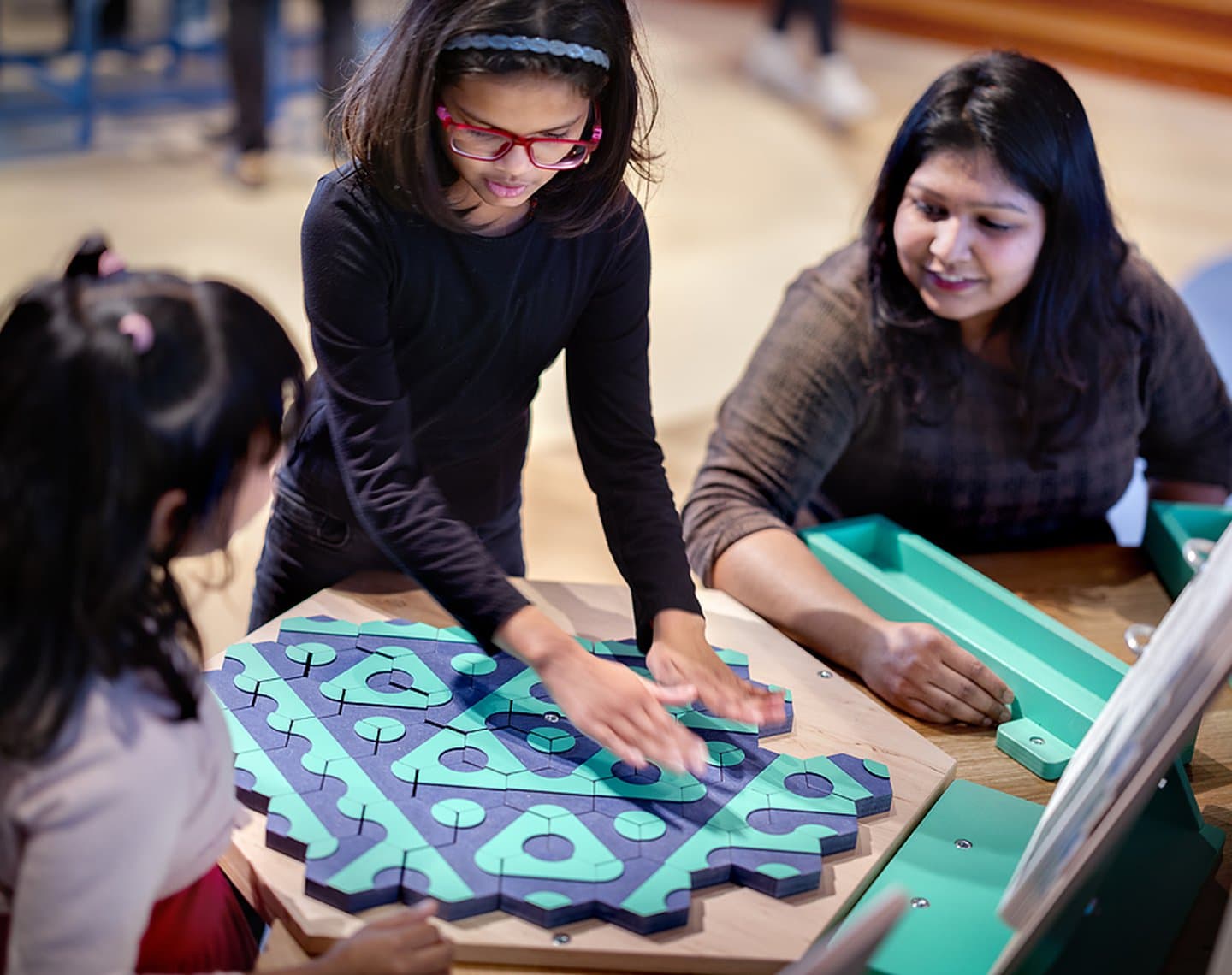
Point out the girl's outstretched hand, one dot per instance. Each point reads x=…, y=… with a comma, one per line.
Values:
x=680, y=655
x=607, y=700
x=400, y=943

• _To do_: Please provide a faithful transcription of all the data, pictures excluded.

• _Task answer_:
Point out the girl's outstretched hand, one dot per instance. Each point reads x=…, y=… with a comma, one per line.
Values:
x=680, y=655
x=607, y=700
x=400, y=943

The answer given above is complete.